[Data entries]
+ + + +

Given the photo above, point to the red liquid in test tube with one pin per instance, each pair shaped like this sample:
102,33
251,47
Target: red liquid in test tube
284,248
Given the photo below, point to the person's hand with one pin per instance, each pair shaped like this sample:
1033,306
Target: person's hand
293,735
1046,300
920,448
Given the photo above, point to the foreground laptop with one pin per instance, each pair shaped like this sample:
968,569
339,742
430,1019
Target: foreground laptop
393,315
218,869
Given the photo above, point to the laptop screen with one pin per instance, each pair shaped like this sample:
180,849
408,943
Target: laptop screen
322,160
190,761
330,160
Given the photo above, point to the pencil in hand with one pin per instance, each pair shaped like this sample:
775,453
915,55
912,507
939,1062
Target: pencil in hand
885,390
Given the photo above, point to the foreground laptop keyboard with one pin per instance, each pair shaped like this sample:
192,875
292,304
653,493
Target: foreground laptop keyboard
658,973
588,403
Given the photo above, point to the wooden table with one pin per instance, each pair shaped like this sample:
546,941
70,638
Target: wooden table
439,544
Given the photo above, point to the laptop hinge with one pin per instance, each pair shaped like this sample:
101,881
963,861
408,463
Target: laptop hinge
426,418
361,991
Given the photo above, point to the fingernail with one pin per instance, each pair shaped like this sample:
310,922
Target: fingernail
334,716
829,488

+ + + +

• _PROBLEM DESCRIPTION_:
Would you repeat each of the records above exactly?

• _RESPONSE TO THIS EXERCISE_:
Given the photo above, point to the red liquid in test tube with one pin per instance, each pair shaped like this sample:
102,33
251,47
Target: red liquid in test tube
284,248
Given the photo below, point to the person's hand with one pin per instance, each pair shaped like this sample:
1033,306
Target: person's hand
293,735
1046,300
920,448
Given the photo above, point to the foreground laptop with one pin per instance, each pair shaped like this sample:
968,569
339,742
430,1019
Target: foreground laptop
393,315
218,869
Given the photo above, point to the laptop screen with one pin per instance, each pair shaped like this sample:
180,849
408,943
Target: laptop screen
322,160
190,761
330,160
Given the photo above, point to the pencil in hand with one pin per instance, each pair shaped like this sample:
775,453
915,55
912,507
939,1062
Target: pencil in hand
885,390
Given the photo above, point to the foreground laptop keyboard with one pin per instance, each pair shaped like this sample:
192,875
292,304
653,493
Target: foreground laptop keyboard
658,973
588,403
Given the photo above, point to the wooden table with one pin per instance, each pair shaped like this sample:
546,941
70,638
Target: wooden table
439,544
Given the photo above, point to the laptop hinge with one pin per instance, each pair shaped like this sample:
101,881
963,861
408,463
Target: laptop hinge
426,418
361,991
Given the photo above, point to the fingernail with one pin per instance, each pair shaped like this sample:
310,922
Target: fingernail
334,716
829,488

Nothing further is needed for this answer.